> Exercise goal
Search the records below for the line containing "of the wooden". Write out that line and every line after it exactly as written.

Point localization data
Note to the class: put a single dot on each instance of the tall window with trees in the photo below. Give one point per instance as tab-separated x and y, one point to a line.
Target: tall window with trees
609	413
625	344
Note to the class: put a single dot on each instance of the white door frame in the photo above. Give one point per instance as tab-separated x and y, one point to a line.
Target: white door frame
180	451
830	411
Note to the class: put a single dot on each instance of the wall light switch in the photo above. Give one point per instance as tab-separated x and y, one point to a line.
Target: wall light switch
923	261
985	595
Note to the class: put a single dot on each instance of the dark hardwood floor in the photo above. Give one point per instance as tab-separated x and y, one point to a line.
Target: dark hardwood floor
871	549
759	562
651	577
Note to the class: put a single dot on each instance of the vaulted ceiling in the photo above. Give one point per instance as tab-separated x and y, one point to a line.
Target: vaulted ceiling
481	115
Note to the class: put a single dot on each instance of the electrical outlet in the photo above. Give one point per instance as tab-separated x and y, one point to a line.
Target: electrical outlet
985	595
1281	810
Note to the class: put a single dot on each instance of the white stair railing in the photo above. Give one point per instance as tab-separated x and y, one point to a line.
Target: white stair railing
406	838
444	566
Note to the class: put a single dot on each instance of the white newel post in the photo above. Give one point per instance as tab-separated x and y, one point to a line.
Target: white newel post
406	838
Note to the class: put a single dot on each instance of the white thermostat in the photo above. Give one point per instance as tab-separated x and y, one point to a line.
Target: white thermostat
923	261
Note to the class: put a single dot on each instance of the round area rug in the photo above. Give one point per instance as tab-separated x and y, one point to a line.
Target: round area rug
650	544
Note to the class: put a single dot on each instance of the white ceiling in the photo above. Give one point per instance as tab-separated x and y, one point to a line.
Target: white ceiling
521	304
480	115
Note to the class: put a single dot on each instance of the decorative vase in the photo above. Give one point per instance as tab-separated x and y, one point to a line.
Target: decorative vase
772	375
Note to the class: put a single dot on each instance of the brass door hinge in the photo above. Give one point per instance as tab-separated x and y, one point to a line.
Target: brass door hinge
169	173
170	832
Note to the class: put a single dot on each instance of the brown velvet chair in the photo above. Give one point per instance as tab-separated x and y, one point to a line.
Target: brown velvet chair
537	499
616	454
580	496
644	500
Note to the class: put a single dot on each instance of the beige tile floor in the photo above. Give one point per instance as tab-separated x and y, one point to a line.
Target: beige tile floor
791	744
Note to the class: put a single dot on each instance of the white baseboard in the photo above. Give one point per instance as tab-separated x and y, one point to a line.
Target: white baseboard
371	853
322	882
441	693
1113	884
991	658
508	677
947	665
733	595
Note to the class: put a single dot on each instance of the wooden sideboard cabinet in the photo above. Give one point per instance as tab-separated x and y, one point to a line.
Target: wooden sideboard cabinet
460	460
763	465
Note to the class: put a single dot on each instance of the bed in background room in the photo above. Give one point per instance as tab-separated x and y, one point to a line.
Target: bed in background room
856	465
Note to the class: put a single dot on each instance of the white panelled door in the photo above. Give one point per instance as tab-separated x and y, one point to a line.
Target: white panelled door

> Task response
Note to the class: put a single dot on each instance of the wooden sideboard cabinet in the photo above. Give one point per instance as tab-separated x and y, one point to a line.
Target: wooden sideboard cabinet
460	460
763	465
Note to the class: put a single dot on each instance of the bed in background room in the photo above. Give one point per instance as tab-separated x and y, one point to a line.
Target: bed in background room
856	465
Note to the class: put a single dot on each instance of the white panelled door in the photo above. Give one point per instance as tab-separated x and y, one point to a line.
Target: white panelled door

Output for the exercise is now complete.